The study didn’t surprise Stuart.

“NASA hasn’t developed a helmet that can protect an individual from a direct hit from a 300-pound lineman,” Stuart said. “When a player that big hits you, it feels like a freight train, and there’s almost no protection for that. Collisions like that are an inherent part of the game.”

Football on decline?

The emphasis on head injuries has at least one sports sociologist predicting that football will become a niche sport like the mixed martial arts — a violent spectacle with limited audience appeal.

“Football is really on the verge of a turning point,” Jay Coakley, a professor at the University of Colorado at Colorado Springs, told The New York Times. “We may see it in 15 years pretty much the same place as boxing and ultimate fighting.”

But the popularity of the sport and its massive crowds are hard to ignore.

Last Sunday night’s Pittsburgh-Denver game drew more than 30 million viewers. It was the most watched regular-season NFL game in almost two decades.

College football is a multibillon-dollar business with unprecedented television contracts.

Football isn’t going anywhere, Dexter Coakley said.

“Football is still king, especially in the South,” he said. “This has been a football nation for the last 30 years, and I don’t see that changing.”

The numbers of participants in area youth football leagues is about the same as last year. In Summerville, 687 kids are playing football this season, which is almost identical to the number they had in 2011.

In Moncks Corner there are nine teams and 205 players, which is also similar to last year’s totals. Mount Pleasant has one of the largest youth programs in the tri-county area with 872 football players.

While that figure is down from a high of a little more than 1,000 in 2007, Mount Pleasant Recreation Department Director Ken Ayoub believes that population trends are the reason, not safety concerns.

Data provided →
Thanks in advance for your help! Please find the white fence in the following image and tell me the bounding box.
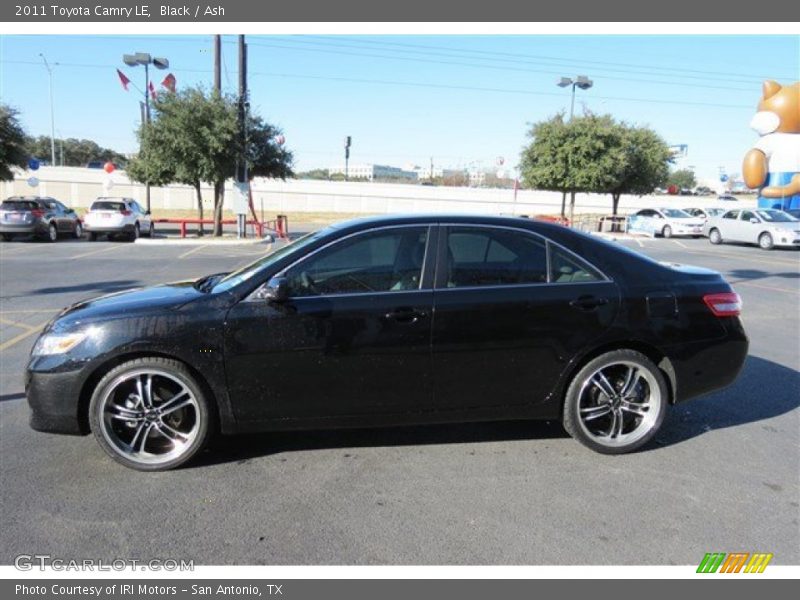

Your tasks →
1. Please rewrite the passage of the football article starting with "The study didn’t" and going on through "Football on decline?", changing "freight train" to "runaway truck".
2. Answer these questions using the football article:
(a) How many viewers did last Sunday night's Pittsburgh-Denver game draw?
(b) How many kids are playing football in Summerville this season?
(c) How many teams and players does Moncks Corner have?

Solutions for each task →
1.
The study didn’t surprise Stuart.

“NASA hasn’t developed a helmet that can protect an individual from a direct hit from a 300-pound lineman,” Stuart said. “When a player that big hits you, it feels like a runaway truck, and there’s almost no protection for that. Collisions like that are an inherent part of the game.”

Football on decline?

2.
(a) More than 30 million viewers.
(b) 687 kids.
(c) Nine teams and 205 players.